RECORDS SHOWN section start

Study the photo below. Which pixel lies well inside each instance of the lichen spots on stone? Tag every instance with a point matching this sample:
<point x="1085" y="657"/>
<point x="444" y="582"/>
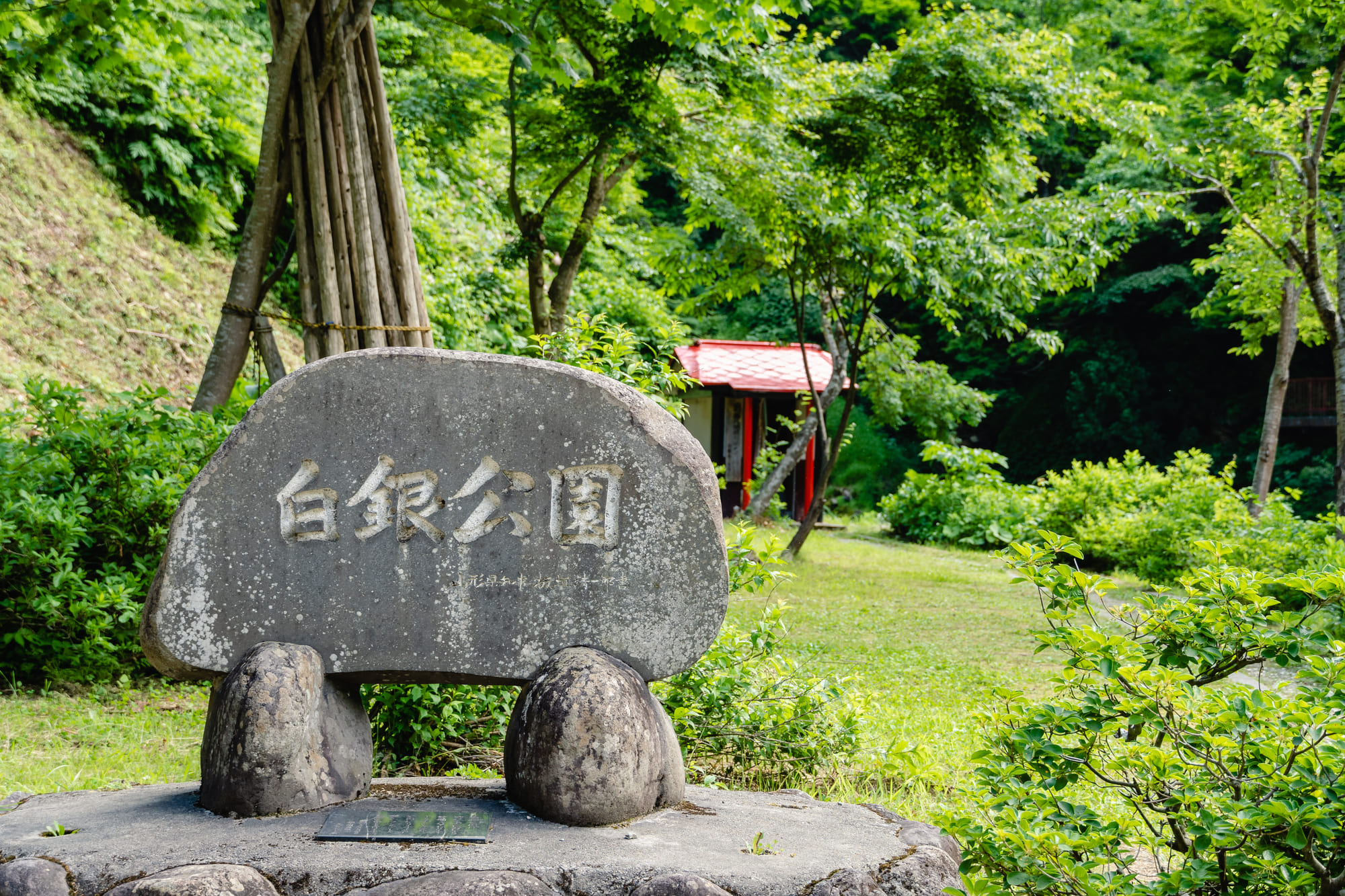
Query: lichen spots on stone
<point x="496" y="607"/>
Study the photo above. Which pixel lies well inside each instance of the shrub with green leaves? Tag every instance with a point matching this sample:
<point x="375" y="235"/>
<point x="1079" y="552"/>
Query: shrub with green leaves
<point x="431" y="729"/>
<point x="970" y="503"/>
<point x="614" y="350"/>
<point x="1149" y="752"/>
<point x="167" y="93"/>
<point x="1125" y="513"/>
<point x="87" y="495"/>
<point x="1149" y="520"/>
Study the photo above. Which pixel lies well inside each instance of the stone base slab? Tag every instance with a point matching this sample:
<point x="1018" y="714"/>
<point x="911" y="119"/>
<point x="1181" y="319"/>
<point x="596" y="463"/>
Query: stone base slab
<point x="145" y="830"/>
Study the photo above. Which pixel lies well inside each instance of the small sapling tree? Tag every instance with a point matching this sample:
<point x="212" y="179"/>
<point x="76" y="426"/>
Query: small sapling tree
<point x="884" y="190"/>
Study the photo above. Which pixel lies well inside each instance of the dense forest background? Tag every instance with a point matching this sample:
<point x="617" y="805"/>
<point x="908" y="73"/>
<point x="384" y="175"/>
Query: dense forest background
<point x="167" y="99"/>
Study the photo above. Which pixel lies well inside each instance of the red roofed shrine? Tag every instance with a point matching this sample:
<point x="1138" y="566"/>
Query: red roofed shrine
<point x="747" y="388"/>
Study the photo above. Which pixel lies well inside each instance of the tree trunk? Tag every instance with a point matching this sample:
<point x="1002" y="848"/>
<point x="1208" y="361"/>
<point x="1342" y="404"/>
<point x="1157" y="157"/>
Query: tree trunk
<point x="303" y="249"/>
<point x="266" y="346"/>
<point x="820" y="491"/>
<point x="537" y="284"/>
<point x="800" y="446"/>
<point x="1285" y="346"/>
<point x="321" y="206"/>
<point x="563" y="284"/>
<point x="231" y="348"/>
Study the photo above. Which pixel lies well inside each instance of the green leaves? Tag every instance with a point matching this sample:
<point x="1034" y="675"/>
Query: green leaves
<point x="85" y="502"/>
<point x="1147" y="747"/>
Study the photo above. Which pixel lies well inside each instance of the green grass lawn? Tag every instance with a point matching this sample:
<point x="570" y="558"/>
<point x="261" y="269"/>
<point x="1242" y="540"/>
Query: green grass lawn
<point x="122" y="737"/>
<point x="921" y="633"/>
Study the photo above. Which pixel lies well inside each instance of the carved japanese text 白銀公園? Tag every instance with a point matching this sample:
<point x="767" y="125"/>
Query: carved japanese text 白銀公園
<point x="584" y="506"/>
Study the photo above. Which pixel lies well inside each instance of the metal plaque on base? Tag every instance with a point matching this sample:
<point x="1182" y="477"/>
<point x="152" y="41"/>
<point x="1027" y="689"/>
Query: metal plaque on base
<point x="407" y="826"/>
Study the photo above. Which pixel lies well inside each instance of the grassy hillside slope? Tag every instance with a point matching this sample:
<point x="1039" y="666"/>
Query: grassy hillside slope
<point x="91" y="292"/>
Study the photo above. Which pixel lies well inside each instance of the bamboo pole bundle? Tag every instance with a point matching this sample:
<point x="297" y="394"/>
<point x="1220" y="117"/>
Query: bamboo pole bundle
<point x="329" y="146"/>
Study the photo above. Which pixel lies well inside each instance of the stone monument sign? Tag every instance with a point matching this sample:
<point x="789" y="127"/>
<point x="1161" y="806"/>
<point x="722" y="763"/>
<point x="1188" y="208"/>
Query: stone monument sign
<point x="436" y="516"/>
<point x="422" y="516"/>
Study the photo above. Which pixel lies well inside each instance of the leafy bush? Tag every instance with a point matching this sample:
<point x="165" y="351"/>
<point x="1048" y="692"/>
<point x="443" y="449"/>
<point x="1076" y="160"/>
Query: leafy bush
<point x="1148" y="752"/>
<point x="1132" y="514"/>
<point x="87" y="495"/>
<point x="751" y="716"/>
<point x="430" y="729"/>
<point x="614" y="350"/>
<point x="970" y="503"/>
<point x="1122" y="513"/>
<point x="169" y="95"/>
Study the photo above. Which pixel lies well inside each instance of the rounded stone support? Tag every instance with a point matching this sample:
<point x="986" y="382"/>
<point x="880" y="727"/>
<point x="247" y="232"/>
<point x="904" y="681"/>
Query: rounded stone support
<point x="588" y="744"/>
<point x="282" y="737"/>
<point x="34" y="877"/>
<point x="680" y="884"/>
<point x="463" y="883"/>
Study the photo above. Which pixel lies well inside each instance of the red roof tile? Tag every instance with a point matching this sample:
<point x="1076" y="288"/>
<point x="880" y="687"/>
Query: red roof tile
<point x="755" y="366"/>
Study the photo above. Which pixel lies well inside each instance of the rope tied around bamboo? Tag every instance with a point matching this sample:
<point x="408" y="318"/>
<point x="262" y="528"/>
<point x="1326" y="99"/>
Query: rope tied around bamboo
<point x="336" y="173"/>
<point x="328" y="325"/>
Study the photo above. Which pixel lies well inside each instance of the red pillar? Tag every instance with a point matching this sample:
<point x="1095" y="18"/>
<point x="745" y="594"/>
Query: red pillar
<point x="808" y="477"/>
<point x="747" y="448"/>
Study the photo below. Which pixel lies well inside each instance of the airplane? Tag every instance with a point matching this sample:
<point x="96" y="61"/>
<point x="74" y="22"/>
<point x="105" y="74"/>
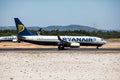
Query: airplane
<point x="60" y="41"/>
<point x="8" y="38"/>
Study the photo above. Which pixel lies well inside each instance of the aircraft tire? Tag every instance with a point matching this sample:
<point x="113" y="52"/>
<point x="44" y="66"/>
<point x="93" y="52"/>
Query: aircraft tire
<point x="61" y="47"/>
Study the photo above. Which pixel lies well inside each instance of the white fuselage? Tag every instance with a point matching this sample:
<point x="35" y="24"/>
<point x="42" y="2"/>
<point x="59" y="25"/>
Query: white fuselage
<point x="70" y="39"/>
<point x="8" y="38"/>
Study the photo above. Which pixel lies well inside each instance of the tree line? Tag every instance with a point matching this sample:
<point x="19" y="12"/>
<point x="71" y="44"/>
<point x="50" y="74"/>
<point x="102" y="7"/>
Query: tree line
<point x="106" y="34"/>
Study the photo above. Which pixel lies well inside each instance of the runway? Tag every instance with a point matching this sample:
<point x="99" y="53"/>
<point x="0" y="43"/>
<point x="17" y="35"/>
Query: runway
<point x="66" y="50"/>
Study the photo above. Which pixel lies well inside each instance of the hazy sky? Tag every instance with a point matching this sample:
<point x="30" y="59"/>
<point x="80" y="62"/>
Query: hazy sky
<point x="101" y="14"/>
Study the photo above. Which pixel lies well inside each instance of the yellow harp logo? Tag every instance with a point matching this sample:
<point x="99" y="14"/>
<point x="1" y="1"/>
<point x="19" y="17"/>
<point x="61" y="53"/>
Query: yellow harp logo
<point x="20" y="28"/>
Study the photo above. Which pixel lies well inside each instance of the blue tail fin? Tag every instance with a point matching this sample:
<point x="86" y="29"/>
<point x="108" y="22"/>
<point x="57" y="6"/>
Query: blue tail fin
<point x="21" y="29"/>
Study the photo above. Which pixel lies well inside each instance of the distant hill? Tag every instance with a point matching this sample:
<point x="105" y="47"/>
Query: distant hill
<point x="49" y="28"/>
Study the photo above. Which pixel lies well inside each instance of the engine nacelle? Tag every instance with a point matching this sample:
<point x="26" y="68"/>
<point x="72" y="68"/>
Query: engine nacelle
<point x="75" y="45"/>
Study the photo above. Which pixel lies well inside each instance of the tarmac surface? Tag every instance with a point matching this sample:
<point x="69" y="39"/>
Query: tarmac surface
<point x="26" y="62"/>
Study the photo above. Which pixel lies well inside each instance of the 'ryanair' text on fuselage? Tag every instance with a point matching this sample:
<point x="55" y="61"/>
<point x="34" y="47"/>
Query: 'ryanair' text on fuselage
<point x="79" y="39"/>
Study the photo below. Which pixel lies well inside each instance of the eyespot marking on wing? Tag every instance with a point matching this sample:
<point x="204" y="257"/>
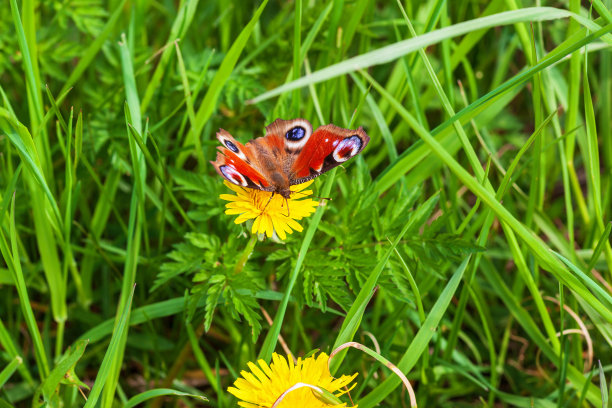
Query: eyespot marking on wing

RECORDS SHOWN section end

▸ PROBLEM TO SOLVE:
Word for word, retype the lines from the one with "Query: yellow harp logo" through the final line of the data, both included. No pictures belong in the copy.

▸ RESULT:
Query: yellow harp logo
<point x="20" y="28"/>
Study the photo above. Which pixel lies well inside each instance of the blue tail fin? Tag every instance with a point matching this sample:
<point x="86" y="29"/>
<point x="108" y="22"/>
<point x="57" y="6"/>
Query: blue tail fin
<point x="21" y="29"/>
Study the photo above. Which pixel lies well inside each instance of the distant hill? Tag every instance with a point matching this sample:
<point x="105" y="47"/>
Query: distant hill
<point x="49" y="28"/>
Study the photo above. Which pixel lies well inside each instance of the engine nacelle? Tag every instance with a point matching this sample:
<point x="26" y="68"/>
<point x="72" y="68"/>
Query: engine nacelle
<point x="75" y="45"/>
Study the photo above. Which pixel lies well inside each instance of the tarmac surface? Tag every instance with a point matching this sample:
<point x="69" y="39"/>
Query: tarmac surface
<point x="26" y="62"/>
Study the photo above. Which pixel lies well inside each instance of the 'ryanair' text on fuselage? Tag every instance with a point matching this sample:
<point x="55" y="61"/>
<point x="34" y="47"/>
Query: 'ryanair' text on fuselage
<point x="79" y="39"/>
Study the photo below. Which pixel lies well inside each instance of the eyespot marking on wing? Tag every instance with a point matching this sample:
<point x="204" y="257"/>
Query: eyespot marking on wing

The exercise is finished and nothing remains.